**WHAT THE TASK REQUIRES:** Every record here must be copied exactly, except for the images it holds.
======== RECORDS TO PROCESS ========
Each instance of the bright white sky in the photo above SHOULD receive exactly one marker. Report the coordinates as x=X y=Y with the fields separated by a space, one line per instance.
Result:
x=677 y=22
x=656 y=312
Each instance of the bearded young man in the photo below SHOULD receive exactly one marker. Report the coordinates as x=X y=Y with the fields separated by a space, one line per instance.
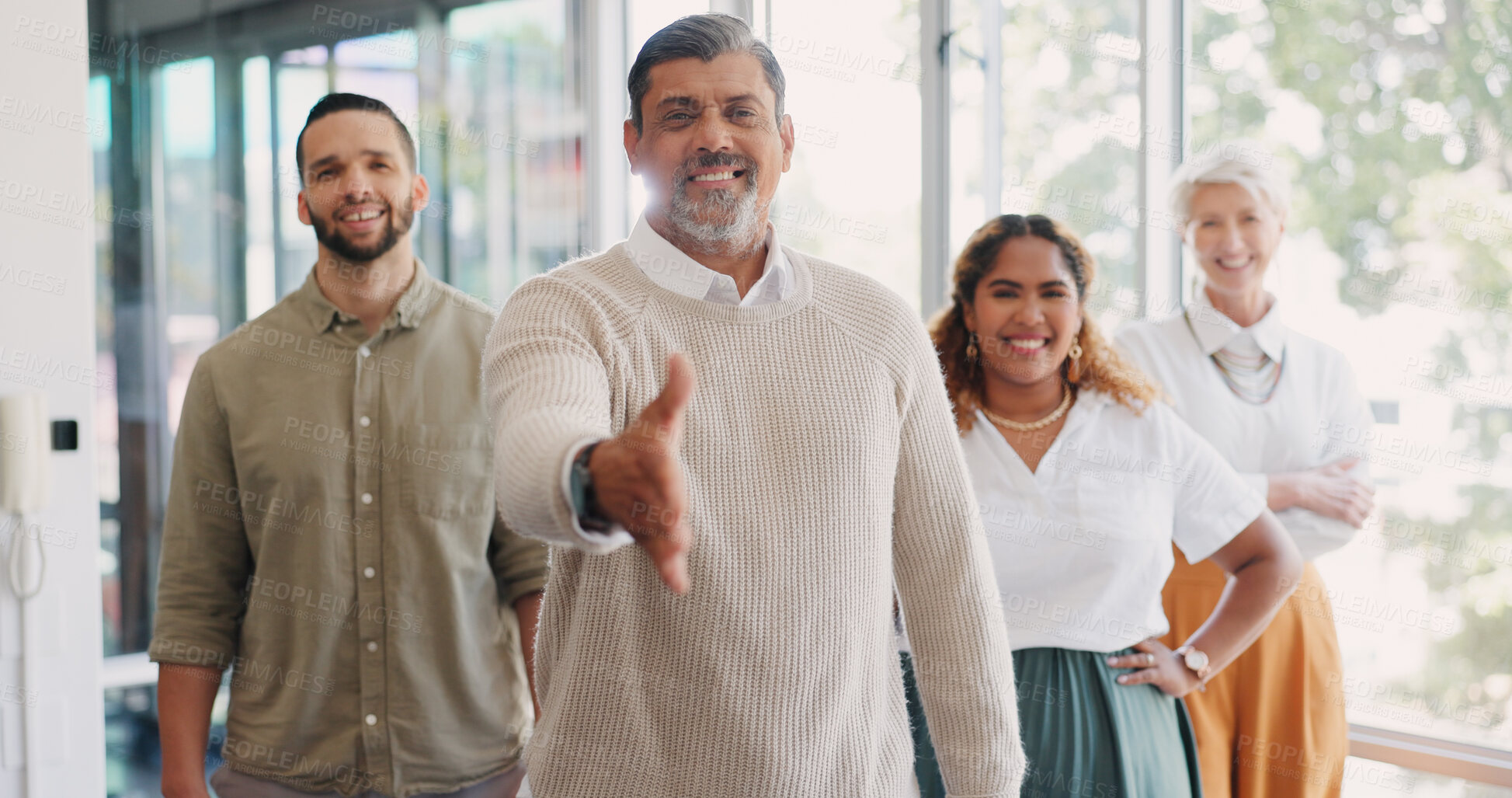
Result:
x=746 y=644
x=330 y=529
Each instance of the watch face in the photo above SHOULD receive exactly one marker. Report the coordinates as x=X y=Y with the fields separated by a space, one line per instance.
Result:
x=1197 y=659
========
**ANSWER SPACE:**
Each instance of the bright white sky in the photo above SHOULD receive exactly one marker. Report the coordinates as x=X y=Y with the fields separated by a space, one line per instance.
Result:
x=677 y=22
x=656 y=312
Each instance of the bearded young man in the photo below SHOULD receive exactly one marker. Report the coordinates as x=X y=Y with the fields separated by a space, one line per instance.
Result:
x=746 y=644
x=330 y=529
Each instance of the watch face in the photo above SHOULD receive exactly one marker. Report the coordinates as x=X y=Y with the fields separated by a space, one line per instance.
Result:
x=1197 y=659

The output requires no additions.